Aim of the exercise:
Make a verbatim copy of the records; pictures stay out.

Data provided:
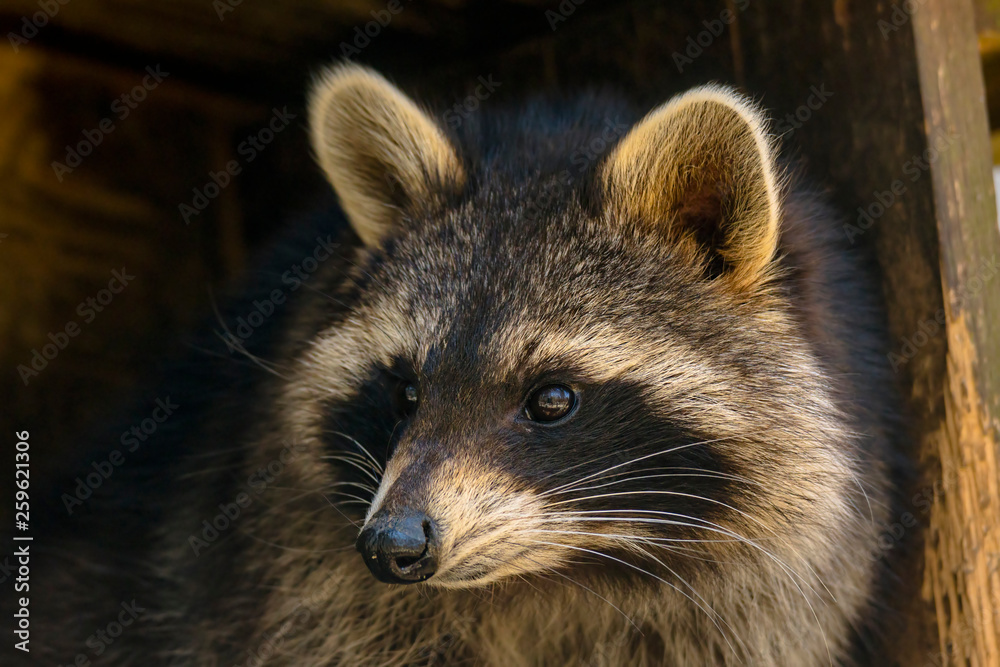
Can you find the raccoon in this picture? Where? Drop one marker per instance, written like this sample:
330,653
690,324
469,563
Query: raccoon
529,409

Answer to the exercise:
Can you find the raccoon in this picture? Where? Drop one marker per instance, written like this sample:
330,653
690,324
469,563
Query: raccoon
529,409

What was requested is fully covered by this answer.